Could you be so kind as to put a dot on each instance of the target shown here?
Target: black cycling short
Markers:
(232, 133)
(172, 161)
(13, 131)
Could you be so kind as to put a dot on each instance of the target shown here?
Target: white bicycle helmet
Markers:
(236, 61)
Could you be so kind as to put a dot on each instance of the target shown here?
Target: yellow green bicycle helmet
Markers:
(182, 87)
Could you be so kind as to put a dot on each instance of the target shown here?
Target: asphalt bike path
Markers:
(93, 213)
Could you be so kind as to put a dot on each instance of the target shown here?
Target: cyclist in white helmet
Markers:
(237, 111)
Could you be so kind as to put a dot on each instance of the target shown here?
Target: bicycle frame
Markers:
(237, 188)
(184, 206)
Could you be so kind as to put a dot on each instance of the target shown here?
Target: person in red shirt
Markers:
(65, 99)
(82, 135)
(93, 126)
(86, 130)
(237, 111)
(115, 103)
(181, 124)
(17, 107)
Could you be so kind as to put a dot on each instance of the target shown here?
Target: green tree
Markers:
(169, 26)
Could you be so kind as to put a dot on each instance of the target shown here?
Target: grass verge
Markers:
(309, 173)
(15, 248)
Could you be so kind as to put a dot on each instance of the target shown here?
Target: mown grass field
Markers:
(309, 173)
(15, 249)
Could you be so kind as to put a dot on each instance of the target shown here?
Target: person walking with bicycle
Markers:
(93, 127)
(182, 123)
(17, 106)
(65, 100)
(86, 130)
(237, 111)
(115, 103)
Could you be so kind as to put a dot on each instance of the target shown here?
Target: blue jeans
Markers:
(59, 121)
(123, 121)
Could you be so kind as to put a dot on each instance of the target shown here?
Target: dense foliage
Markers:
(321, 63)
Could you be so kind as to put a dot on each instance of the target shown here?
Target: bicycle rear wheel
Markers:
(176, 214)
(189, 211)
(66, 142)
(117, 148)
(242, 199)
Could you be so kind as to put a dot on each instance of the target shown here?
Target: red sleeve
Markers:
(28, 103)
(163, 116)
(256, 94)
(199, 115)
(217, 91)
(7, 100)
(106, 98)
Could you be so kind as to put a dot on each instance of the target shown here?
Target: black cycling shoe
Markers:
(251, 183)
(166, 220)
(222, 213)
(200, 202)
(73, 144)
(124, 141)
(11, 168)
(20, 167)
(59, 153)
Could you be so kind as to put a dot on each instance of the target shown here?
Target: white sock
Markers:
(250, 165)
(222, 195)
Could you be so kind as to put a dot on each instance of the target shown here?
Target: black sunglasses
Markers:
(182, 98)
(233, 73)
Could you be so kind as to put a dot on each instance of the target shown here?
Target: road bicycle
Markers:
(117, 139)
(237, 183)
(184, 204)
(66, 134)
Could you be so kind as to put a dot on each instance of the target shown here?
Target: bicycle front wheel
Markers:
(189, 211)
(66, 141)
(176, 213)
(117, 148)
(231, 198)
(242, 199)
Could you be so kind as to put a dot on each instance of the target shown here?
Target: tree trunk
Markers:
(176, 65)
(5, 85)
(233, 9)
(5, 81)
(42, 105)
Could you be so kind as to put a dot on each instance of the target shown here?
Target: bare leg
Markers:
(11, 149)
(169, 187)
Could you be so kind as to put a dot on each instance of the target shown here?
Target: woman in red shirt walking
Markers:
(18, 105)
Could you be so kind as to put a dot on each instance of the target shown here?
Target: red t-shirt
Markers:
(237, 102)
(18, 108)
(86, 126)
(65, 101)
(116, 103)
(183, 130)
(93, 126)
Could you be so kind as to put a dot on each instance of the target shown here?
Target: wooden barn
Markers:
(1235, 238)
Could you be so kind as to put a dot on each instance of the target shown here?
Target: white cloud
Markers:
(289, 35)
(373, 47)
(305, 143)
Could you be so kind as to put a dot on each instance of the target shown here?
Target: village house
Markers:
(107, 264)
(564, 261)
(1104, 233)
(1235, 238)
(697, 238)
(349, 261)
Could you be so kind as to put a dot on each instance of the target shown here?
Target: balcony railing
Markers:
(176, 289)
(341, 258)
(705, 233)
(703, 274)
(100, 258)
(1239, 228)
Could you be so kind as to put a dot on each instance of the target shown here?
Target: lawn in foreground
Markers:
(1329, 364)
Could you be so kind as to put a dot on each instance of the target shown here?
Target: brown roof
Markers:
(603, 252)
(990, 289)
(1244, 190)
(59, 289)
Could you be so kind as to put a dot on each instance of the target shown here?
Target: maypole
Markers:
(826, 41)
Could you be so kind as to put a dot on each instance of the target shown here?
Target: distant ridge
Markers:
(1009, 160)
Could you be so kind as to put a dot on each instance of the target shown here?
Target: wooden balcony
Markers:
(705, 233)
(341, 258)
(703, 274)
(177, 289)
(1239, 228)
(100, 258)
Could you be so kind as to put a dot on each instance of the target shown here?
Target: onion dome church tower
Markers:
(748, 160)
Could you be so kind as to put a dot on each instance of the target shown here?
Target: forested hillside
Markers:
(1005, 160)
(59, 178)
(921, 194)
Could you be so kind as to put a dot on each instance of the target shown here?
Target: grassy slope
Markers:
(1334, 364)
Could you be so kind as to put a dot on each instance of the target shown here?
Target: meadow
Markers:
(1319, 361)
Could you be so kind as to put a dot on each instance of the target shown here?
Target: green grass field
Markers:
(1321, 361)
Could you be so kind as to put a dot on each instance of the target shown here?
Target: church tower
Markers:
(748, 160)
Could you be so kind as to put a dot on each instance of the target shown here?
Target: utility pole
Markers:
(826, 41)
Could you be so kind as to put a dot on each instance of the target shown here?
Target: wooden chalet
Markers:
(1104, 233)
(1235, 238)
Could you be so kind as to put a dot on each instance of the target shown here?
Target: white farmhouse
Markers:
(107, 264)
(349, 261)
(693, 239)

Problem to work on
Go through the records and print each one exactly.

Solution for this problem
Could you be so kind as to put a dot on each instance of the target shown here?
Target: black cycling short
Markers:
(232, 133)
(172, 161)
(13, 131)
Could you be so kind as to put a dot on each instance of the target shown here?
Target: white bicycle helmet
Markers:
(236, 61)
Could you be so kind as to put a dot on each instance of the target shown here?
Target: yellow green bicycle helmet
Markers:
(182, 87)
Could you be so kind as to put a dot on each instance of the target shown here?
Target: asphalt bike path
Markers:
(93, 213)
Could you be so kind as to put a dot on each instance of the target shown here?
Target: cyclist in white helmet
Markers:
(237, 111)
Could you be so kind as to put a dot on each instance of the target shown here?
Target: bicycle frame
Markers:
(237, 188)
(184, 206)
Could you be so kind as to put a dot on each instance of the target shown here?
Target: person in red shirt
Markers:
(65, 99)
(82, 135)
(93, 126)
(86, 130)
(237, 111)
(115, 103)
(181, 124)
(17, 107)
Could you be so kind as to put a dot on each instance of the target shown here?
Target: green tree
Markers:
(169, 26)
Could you be so kind as to put a dot on each instance of the target shown here?
Target: grass verge
Markers:
(309, 173)
(15, 248)
Could you be so kind as to put a dot on each instance of the target shown here?
Target: mown grass field
Markers:
(309, 173)
(15, 249)
Could you be so kind as to put a dot on each instance of the target shown here?
Target: person walking with bicycle
Markers:
(93, 127)
(182, 123)
(17, 106)
(65, 100)
(86, 130)
(237, 111)
(115, 103)
Could you be so kind as to put a dot on each instance of the target shown here?
Target: blue jeans
Markers:
(59, 121)
(123, 121)
Could you be so kind as to put a dot on each instance of the target shown here?
Target: dense foliage
Markers:
(321, 63)
Could you be so kind as to put a dot on each instance of the target shown here?
Target: bicycle rear wheel
Markers:
(176, 214)
(189, 211)
(66, 142)
(117, 148)
(242, 199)
Could you be so kind as to put a dot on each instance of the target shown here?
Target: red sleeve
Markers:
(28, 103)
(163, 116)
(256, 94)
(199, 115)
(217, 91)
(7, 100)
(106, 98)
Could you be so kind as to put a dot on each instance of the target shown here?
Target: black cycling shoe
Markers:
(251, 183)
(166, 220)
(222, 213)
(200, 202)
(73, 144)
(124, 141)
(11, 168)
(20, 167)
(59, 153)
Could you be so kind as to put a dot on each instance of the target shown here?
Target: white sock
Markers:
(250, 165)
(222, 195)
Could you be so kind as to put a dot on each instance of the target shown here?
Target: black sunglasses
Markers:
(182, 98)
(233, 73)
Could you be so kind as to put a dot on each instance of the target shown here?
Target: road bicycle
Markers:
(117, 139)
(237, 183)
(184, 204)
(66, 134)
Could you be so kind as to put a dot on each instance of the target shown here?
Target: bicycle front wheel
Markers:
(189, 211)
(66, 141)
(176, 213)
(117, 148)
(231, 198)
(242, 199)
Could you be so kind as to put a dot on each instance of the target shown here?
Target: tree trunk
Markers:
(176, 65)
(5, 85)
(233, 9)
(5, 81)
(42, 105)
Could you be so kind as to put a dot on each instance of the target shown here?
Target: bare leg
Markers:
(11, 149)
(169, 187)
Could you be so kind as to put a dot on each instance of the target shown here?
Target: woman in red shirt walking
Markers:
(18, 105)
Could you be so kind as to put a dot on each instance of the target shown here?
Target: red t-shirt
Markers:
(237, 102)
(18, 108)
(86, 126)
(65, 101)
(116, 103)
(183, 130)
(93, 126)
Could you be so kind as to put a dot on each instance of the target shown here?
Target: wooden barn
Markers:
(1235, 238)
Could you be so kind as to put a dot on each instance of the target shown here?
Target: white cloud
Markers:
(289, 35)
(373, 47)
(305, 143)
Could you be so kind as to put a dot on each instance of the target shown here?
Target: village house
Markers:
(107, 264)
(564, 261)
(1104, 233)
(1235, 238)
(697, 238)
(349, 261)
Could you be so kind as to put a dot on each instance of the target shown here?
Target: balcony railing
Markers:
(176, 289)
(341, 258)
(705, 233)
(703, 274)
(100, 258)
(1239, 228)
Could you be so kind as to put a dot on each instance of the target shown here?
Target: lawn in foreground
Markers:
(1329, 364)
Could you be so kind as to put a dot on each instance of the target shown here?
Target: brown roof
Markers:
(603, 252)
(990, 289)
(1244, 190)
(59, 289)
Could you be so kind as to put a dot on each instance of the target shown here?
Target: maypole
Markers:
(826, 41)
Could you be so kind as to put a dot on each instance of the target shown here?
Target: distant ridge
Markers:
(1009, 160)
Could you be so kind as to put a dot on each instance of the target shown here?
Target: wooden balcony
Markers:
(705, 233)
(341, 258)
(703, 274)
(177, 289)
(1239, 228)
(100, 258)
Could you be so kind as to put a dot on each instance of the target shown here?
Target: onion dome church tower
Markers:
(748, 160)
Could you be so kind as to put a dot on each instance of the target shown here?
Target: forested hillside
Markers:
(1005, 160)
(59, 178)
(921, 194)
Could you be so kind as to put a dot on each instance of the target shown here?
Target: grassy slope
Markers:
(1334, 364)
Could you be so kind as to put a dot on each instance of the target shown here?
Target: meadow
Markers:
(1319, 361)
Could you be so kind as to put a dot on each instance of the target shown here?
Target: green grass field
Markers:
(1321, 361)
Could you be so kind as to put a dot on each instance of the target shown here?
Target: church tower
Markers:
(748, 160)
Could you be so kind as to put a dot on each instance of the target shown here?
Target: utility pole
Markers:
(826, 41)
Could you be so kind as to put a dot on each instance of the target shown here?
Target: wooden chalet
Markers:
(1104, 233)
(1235, 238)
Could you be so kind as to put a dot on each instance of the target shown here?
Target: white farmhouse
Markers:
(107, 264)
(349, 261)
(693, 239)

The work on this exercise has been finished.